» **Your task**
Transcribe every entry exactly, with nothing added or left out.

» **Data**
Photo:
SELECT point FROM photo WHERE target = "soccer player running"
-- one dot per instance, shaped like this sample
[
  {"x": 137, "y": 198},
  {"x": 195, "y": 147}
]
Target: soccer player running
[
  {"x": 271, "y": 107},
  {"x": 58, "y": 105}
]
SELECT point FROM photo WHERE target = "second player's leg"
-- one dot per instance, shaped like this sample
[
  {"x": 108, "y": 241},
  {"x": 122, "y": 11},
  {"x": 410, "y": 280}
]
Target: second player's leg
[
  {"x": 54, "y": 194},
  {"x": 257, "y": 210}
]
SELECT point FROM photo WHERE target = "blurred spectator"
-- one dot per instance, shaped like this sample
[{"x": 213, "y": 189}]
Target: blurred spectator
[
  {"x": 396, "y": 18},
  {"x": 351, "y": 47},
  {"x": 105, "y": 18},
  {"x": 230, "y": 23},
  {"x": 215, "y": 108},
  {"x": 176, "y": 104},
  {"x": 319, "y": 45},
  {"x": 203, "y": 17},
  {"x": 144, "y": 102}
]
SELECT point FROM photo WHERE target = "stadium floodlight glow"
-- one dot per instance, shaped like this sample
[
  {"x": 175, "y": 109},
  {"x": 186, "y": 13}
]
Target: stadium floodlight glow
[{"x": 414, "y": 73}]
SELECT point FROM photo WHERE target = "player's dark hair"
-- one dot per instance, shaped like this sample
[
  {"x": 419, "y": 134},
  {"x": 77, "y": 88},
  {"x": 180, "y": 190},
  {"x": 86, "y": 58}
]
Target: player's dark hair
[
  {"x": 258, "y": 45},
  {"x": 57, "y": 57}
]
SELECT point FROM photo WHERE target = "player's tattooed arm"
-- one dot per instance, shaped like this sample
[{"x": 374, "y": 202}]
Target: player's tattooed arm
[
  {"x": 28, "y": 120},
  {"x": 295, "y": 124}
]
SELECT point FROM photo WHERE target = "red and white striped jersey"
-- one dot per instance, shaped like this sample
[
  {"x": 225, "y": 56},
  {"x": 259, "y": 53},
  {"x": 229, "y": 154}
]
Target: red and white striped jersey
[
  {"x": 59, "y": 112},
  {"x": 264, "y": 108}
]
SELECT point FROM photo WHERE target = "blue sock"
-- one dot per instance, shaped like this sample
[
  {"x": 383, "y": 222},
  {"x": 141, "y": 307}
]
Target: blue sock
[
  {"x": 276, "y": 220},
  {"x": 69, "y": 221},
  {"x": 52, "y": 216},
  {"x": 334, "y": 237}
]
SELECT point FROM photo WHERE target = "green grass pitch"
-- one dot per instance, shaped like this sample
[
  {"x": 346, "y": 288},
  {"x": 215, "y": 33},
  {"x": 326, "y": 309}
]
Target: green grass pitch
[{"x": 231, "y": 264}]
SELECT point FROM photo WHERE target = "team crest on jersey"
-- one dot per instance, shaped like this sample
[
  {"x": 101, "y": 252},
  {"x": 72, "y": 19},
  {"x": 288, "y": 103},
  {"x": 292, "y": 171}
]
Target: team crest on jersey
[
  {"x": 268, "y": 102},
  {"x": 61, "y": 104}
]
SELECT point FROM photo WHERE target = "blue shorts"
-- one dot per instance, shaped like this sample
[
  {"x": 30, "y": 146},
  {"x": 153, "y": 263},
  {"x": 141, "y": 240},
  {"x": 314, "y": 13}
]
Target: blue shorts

» **Output**
Photo:
SELECT point FROM photo WHERE target = "soccer player running"
-- one dot per instance, shaped like this sample
[
  {"x": 137, "y": 198},
  {"x": 195, "y": 147}
]
Target: soccer player running
[
  {"x": 271, "y": 107},
  {"x": 58, "y": 105}
]
SELECT point FROM photo WHERE target = "second player's leg"
-- one dot per instance, shaped like this sample
[
  {"x": 108, "y": 241},
  {"x": 122, "y": 11},
  {"x": 410, "y": 280}
]
Target: second player's leg
[
  {"x": 54, "y": 194},
  {"x": 257, "y": 210}
]
SELECT point FROM photo WHERE target = "blurred spectator"
-- one dot per instance, shaped like this sample
[{"x": 213, "y": 189}]
Target: blurred spectator
[
  {"x": 396, "y": 18},
  {"x": 351, "y": 47},
  {"x": 105, "y": 18},
  {"x": 230, "y": 23},
  {"x": 215, "y": 108},
  {"x": 176, "y": 104},
  {"x": 319, "y": 45},
  {"x": 203, "y": 17},
  {"x": 144, "y": 102}
]
SELECT point FROM photo WHERE target = "stadium floodlight glow"
-- one dot per instance, shaped like this sample
[
  {"x": 175, "y": 109},
  {"x": 186, "y": 13}
]
Target: stadium floodlight glow
[{"x": 414, "y": 73}]
SELECT point FROM photo WHERE target = "player's dark hair"
-- one dot per instance, shaped like this sample
[
  {"x": 419, "y": 134},
  {"x": 77, "y": 88},
  {"x": 180, "y": 190},
  {"x": 86, "y": 58}
]
Target: player's dark hair
[
  {"x": 258, "y": 45},
  {"x": 57, "y": 57}
]
SELECT point FROM photo WHERE target = "player's tattooed arm"
-- one dot per instance, shaped like this sample
[{"x": 374, "y": 202}]
Target: player's tattooed arm
[
  {"x": 28, "y": 120},
  {"x": 295, "y": 124}
]
SELECT point FROM photo WHERE target = "red and white striped jersey"
-- one dot per instance, shaped like this sample
[
  {"x": 225, "y": 56},
  {"x": 259, "y": 53},
  {"x": 229, "y": 154}
]
Target: red and white striped jersey
[
  {"x": 59, "y": 112},
  {"x": 264, "y": 108}
]
SELECT point FROM photo WHERE target = "blue sock"
-- one dot per instance, shaped like this sample
[
  {"x": 383, "y": 222},
  {"x": 141, "y": 307}
]
Target: blue sock
[
  {"x": 276, "y": 220},
  {"x": 69, "y": 221},
  {"x": 52, "y": 216},
  {"x": 334, "y": 237}
]
SELECT point FROM photo WHERE target = "green grass pitch"
-- one dot per instance, shaped like this sample
[
  {"x": 346, "y": 288},
  {"x": 215, "y": 33},
  {"x": 326, "y": 309}
]
Target: green grass pitch
[{"x": 231, "y": 264}]
SELECT point FROM photo WHERE target = "team crest on jersey"
-- one dot per instance, shaped like this sample
[
  {"x": 101, "y": 252},
  {"x": 72, "y": 19},
  {"x": 288, "y": 103},
  {"x": 292, "y": 171}
]
Target: team crest on jersey
[
  {"x": 268, "y": 102},
  {"x": 61, "y": 104}
]
SELECT point FROM photo WHERE target = "blue shorts"
-- one dot per instance, shaped like this sample
[
  {"x": 30, "y": 146},
  {"x": 153, "y": 263},
  {"x": 141, "y": 240},
  {"x": 314, "y": 13}
]
Target: blue shorts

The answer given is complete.